▶ _WRITTEN REQUEST_: Your task is to reproduce the material exactly.

- - - - -

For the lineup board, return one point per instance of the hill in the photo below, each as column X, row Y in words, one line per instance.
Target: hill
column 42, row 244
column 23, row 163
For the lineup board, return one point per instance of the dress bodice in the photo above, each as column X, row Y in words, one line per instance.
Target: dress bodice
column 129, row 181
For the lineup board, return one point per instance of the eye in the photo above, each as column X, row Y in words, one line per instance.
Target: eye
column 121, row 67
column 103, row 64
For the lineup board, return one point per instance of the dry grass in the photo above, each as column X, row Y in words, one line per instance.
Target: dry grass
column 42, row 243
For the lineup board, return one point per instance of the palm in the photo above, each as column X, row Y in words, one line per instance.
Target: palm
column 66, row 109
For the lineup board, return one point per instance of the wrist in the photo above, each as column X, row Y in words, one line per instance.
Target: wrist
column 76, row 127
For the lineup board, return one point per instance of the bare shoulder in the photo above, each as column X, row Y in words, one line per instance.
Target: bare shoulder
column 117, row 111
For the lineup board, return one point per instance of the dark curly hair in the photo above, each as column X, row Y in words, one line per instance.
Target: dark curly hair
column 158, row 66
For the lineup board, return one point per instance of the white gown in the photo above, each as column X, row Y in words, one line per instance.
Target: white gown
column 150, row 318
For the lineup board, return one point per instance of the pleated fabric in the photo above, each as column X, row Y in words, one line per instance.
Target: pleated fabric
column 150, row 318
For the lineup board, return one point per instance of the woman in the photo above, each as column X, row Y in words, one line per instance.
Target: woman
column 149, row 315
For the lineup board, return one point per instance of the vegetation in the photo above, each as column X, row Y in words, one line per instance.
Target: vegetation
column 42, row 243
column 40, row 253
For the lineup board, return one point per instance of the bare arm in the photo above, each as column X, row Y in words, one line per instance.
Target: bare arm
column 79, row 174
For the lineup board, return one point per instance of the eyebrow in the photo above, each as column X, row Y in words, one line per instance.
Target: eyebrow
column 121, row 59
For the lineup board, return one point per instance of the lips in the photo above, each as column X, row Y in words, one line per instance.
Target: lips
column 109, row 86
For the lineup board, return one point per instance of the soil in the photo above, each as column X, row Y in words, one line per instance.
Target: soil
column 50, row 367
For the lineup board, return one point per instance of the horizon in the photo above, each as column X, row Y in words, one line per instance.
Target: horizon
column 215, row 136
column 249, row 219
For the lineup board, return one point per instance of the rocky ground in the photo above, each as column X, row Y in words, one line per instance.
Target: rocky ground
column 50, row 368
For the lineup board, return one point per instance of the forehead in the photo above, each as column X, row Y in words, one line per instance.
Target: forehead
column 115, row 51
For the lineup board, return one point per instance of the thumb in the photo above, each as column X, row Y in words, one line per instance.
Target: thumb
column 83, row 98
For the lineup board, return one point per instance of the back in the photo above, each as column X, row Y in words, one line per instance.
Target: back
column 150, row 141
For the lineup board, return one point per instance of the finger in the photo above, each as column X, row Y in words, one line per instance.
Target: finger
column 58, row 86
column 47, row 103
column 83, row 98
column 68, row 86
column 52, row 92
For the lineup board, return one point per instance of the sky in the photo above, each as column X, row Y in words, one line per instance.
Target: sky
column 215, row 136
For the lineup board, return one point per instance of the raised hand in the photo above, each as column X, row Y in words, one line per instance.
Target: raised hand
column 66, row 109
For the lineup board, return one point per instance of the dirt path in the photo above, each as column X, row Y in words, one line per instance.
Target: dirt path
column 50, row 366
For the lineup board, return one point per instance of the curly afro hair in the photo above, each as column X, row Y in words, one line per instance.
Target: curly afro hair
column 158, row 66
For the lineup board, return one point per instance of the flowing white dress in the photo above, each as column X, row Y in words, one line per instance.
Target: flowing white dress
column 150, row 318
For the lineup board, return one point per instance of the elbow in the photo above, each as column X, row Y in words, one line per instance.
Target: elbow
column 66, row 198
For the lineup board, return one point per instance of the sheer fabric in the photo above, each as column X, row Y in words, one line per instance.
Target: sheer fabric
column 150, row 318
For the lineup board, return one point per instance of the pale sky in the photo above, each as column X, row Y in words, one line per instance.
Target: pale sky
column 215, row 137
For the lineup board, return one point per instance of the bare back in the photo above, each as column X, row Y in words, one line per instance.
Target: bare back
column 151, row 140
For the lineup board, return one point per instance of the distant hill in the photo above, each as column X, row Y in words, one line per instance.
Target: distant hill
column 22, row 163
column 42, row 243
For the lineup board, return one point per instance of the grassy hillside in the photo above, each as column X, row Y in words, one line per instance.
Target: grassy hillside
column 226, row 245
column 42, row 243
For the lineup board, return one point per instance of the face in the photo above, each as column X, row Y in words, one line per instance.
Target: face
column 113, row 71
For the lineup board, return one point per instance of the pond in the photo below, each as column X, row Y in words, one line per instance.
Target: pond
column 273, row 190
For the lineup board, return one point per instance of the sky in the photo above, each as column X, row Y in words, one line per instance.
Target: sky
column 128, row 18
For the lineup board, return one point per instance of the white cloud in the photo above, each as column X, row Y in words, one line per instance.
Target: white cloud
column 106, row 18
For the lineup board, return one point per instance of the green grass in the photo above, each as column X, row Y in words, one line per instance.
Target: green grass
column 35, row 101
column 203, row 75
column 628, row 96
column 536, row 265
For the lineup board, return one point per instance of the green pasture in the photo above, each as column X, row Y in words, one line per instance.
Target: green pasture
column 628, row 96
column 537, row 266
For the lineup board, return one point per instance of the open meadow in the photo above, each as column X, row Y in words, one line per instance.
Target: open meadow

- - - - -

▶ _RESULT OF THE EXERCISE_:
For the lineup board, return one point per instance of the hill in the photo below, each as column X, row Y in words, one line per instance.
Target: hill
column 42, row 244
column 23, row 163
For the lineup board, return one point per instance of the dress bodice in the photo above, each as column X, row Y in words, one line per instance.
Target: dress bodice
column 129, row 181
For the lineup board, return one point per instance of the eye in the photo above, each as column X, row Y in words, one line per instance.
Target: eye
column 121, row 67
column 103, row 64
For the lineup board, return one point per instance of the dry grass in the photo above, each as column X, row Y in words, one line per instance.
Target: dry grass
column 42, row 243
For the lineup board, return one point per instance of the palm in the photo above, each as column X, row Y in words, one line per instance.
Target: palm
column 66, row 109
For the lineup board, return one point per instance of the wrist in the photo above, each as column X, row Y in words, one line per instance.
Target: wrist
column 76, row 127
For the lineup board, return one point per instance of the bare shoulder in the photo above, each as column X, row Y in words, one line per instance.
Target: bare shoulder
column 117, row 111
For the lineup board, return one point per instance of the dark curly hair in the photo above, each as column X, row Y in words, one line per instance.
Target: dark curly hair
column 158, row 66
For the lineup board, return one point per instance of the white gown in the photo above, each as column X, row Y in words, one line per instance.
Target: white gown
column 150, row 318
For the lineup board, return one point per instance of the pleated fabric in the photo above, each as column X, row Y in words, one line per instance.
Target: pleated fabric
column 150, row 318
For the lineup board, return one point per instance of the woman in the photo above, each as column X, row Y in words, one line per instance.
Target: woman
column 149, row 315
For the lineup board, return one point per instance of the vegetation in the photo above, each as column X, row Y in words, one line per instance.
Target: vegetation
column 42, row 243
column 40, row 253
For the lineup board, return one point per instance of the bare arm in the photo above, each as column X, row Y in words, one line per instance.
Target: bare arm
column 79, row 174
For the lineup board, return one point per instance of the eyebrow in the photo above, each as column X, row Y in words, one line per instance.
Target: eyebrow
column 121, row 59
For the lineup board, return one point per instance of the lips in the photo above, each as column X, row Y in words, one line per instance.
Target: lips
column 109, row 86
For the lineup board, return one point per instance of the soil in the photo above, each as column X, row Y in words, one line per instance.
Target: soil
column 50, row 367
For the lineup board, return one point per instance of the horizon in the photo above, each as column X, row Y in words, one line per instance.
Target: horizon
column 215, row 136
column 249, row 219
For the lineup board, return one point per instance of the rocky ground in the photo above, each as column X, row Y in words, one line per instance.
Target: rocky ground
column 50, row 368
For the lineup board, return one point per instance of the forehead in the photo above, each as column X, row Y in words, one line per instance.
Target: forehead
column 115, row 51
For the lineup board, return one point per instance of the thumb in the photo above, each as column X, row Y in words, one line per instance.
Target: thumb
column 83, row 98
For the lineup board, return one point per instance of the back in the photo above, each as column X, row Y in words, one line per instance.
Target: back
column 150, row 141
For the lineup board, return one point per instance of the finger in the photo above, each as column X, row Y in words, one line per instance.
Target: finger
column 58, row 86
column 47, row 103
column 83, row 98
column 68, row 86
column 52, row 92
For the lineup board, return one point per instance of the sky in the photo above, each as column X, row Y in words, one line per instance.
Target: sky
column 215, row 136
For the lineup board, return one point per instance of the raised hand in the photo above, each as column X, row Y in words, one line per instance.
Target: raised hand
column 66, row 109
For the lineup board, return one point per instance of the dirt path in the photo above, each as column X, row Y in words, one line per instance.
Target: dirt path
column 50, row 366
For the lineup board, return one point per instance of the curly afro hair in the photo above, each as column X, row Y in words, one line per instance.
Target: curly afro hair
column 158, row 66
For the lineup board, return one point per instance of the flowing white dress in the photo above, each as column X, row Y in words, one line per instance.
Target: flowing white dress
column 150, row 318
For the lineup board, return one point per instance of the elbow in the photo above, each as column X, row Y in words, one line per instance.
Target: elbow
column 66, row 198
For the lineup board, return one point per instance of the sheer fabric in the photo above, each as column X, row Y in words, one line per instance.
Target: sheer fabric
column 150, row 318
For the lineup board, return one point per instance of the pale sky in the photo above, each as column X, row Y in words, one line per instance.
Target: pale sky
column 215, row 137
For the lineup board, return one point per instance of the bare back in the photo above, each as column X, row Y in words, one line per instance.
Target: bare back
column 151, row 140
For the lineup board, return one point per instance of the distant hill in the photo above, each as column X, row Y in words, one line per instance.
Target: distant hill
column 22, row 163
column 42, row 243
For the lineup board, return one point per instance of the grassy hillside in the photo above, each as column X, row Y in words, one line per instance.
Target: grassy hillside
column 226, row 245
column 42, row 243
For the lineup board, return one point per instance of the face in the photo above, each as column X, row Y in words, one line per instance.
Target: face
column 113, row 71
For the lineup board, return one point per instance of the pond in the photo below, each as column X, row Y in words, one line per instance.
Target: pond
column 273, row 190
For the lineup board, return one point per instance of the sky in the photo above, each as column X, row Y in words, one line per instance.
Target: sky
column 128, row 18
For the lineup board, return one point per instance of the white cloud in the photo above, each as column X, row Y in words, one line per instance.
Target: white cloud
column 106, row 18
For the lineup board, return one point per instance of the green grass in the photo above, each as column X, row Y in words, one line per instance.
Target: green grass
column 35, row 101
column 203, row 75
column 628, row 96
column 536, row 265
For the lineup board, return one point per instance of the green pasture in the photo above, each as column X, row Y in words, one line per instance.
Target: green pasture
column 628, row 96
column 537, row 266
For the lineup board, return one point per instance of the open meadow in the photo above, each as column X, row Y in words, one line per instance.
Target: open meadow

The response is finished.